### WHAT THE TASK REQUIRES
How many lines in the records below contain the string "face"? Reply with the number alone.

* start DATASET RECORDS *

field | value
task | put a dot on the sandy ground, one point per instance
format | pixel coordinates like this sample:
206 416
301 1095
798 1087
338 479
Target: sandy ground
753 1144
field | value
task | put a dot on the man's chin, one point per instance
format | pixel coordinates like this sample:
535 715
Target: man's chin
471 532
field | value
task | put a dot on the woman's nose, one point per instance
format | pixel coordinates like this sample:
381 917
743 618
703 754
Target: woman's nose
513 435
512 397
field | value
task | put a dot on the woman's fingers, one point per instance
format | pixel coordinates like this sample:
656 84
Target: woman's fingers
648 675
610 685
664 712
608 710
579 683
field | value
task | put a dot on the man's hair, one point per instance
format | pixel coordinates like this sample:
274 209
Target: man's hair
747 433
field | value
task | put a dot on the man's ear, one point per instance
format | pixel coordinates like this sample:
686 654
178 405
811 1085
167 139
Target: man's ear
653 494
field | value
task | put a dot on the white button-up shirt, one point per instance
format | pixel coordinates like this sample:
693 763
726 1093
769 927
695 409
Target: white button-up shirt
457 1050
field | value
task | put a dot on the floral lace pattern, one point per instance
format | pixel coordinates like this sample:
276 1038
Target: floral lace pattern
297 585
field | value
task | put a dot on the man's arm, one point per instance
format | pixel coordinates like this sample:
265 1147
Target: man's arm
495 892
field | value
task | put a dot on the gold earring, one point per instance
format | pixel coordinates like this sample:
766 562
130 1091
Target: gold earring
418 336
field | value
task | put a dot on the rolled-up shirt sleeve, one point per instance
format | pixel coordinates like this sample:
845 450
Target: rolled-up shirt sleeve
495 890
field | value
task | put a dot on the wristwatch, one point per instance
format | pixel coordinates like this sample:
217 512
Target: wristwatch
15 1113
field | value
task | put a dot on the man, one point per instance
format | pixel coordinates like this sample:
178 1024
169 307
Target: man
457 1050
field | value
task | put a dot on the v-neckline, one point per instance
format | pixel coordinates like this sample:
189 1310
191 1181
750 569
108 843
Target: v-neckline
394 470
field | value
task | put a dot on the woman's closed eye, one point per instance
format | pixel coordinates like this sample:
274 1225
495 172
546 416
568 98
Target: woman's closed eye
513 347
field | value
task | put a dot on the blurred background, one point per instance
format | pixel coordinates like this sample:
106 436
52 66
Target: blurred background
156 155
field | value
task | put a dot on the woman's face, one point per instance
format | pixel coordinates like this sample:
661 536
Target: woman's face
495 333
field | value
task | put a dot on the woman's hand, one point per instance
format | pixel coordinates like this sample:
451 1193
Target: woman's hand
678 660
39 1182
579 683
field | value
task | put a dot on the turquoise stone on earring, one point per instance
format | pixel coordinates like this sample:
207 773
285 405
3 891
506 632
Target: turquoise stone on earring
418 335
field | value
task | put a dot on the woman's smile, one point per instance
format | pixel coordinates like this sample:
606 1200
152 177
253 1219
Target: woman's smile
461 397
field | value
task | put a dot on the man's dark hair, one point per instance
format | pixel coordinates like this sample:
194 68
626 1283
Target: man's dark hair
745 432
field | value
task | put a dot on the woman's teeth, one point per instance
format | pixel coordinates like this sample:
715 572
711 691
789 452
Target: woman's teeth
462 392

* end DATASET RECORDS *

### ANSWER IN FULL
2